Exercise >> How many lines in the rows below contain the string "window"? Case counts, and the reply should be the number alone.

▼▼▼

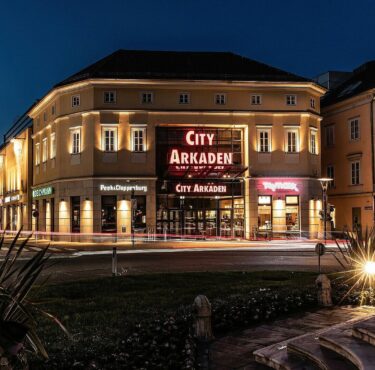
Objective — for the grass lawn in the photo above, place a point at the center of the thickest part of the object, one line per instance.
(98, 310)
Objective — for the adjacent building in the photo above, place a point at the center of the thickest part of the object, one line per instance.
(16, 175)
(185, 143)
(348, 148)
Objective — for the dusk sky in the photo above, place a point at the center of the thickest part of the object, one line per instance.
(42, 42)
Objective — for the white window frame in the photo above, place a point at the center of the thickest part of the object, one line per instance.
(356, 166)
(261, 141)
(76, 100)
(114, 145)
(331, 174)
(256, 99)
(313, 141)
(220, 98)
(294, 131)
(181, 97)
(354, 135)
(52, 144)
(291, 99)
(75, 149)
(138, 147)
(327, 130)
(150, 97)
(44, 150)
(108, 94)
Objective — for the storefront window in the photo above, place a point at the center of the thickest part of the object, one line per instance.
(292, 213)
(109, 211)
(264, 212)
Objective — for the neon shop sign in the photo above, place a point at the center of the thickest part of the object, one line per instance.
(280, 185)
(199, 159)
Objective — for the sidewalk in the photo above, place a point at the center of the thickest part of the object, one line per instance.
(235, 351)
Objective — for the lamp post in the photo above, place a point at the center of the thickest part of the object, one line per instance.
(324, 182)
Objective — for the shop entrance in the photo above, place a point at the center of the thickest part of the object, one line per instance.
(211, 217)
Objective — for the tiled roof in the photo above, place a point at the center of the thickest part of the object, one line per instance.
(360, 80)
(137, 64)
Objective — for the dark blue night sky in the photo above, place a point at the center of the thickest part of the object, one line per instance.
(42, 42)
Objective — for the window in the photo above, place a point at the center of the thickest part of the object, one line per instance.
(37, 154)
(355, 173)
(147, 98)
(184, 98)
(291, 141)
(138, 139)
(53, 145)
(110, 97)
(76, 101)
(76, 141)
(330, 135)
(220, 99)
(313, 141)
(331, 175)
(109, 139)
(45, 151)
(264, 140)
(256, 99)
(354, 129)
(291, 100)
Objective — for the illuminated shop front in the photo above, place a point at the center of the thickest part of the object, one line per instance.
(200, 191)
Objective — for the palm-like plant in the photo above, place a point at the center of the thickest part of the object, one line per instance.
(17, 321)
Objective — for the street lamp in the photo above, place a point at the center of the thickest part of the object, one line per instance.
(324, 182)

▲▲▲
▼▼▼

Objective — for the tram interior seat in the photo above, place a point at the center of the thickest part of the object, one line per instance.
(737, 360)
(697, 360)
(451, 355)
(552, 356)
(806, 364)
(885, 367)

▲▲▲

Solved problem >> 3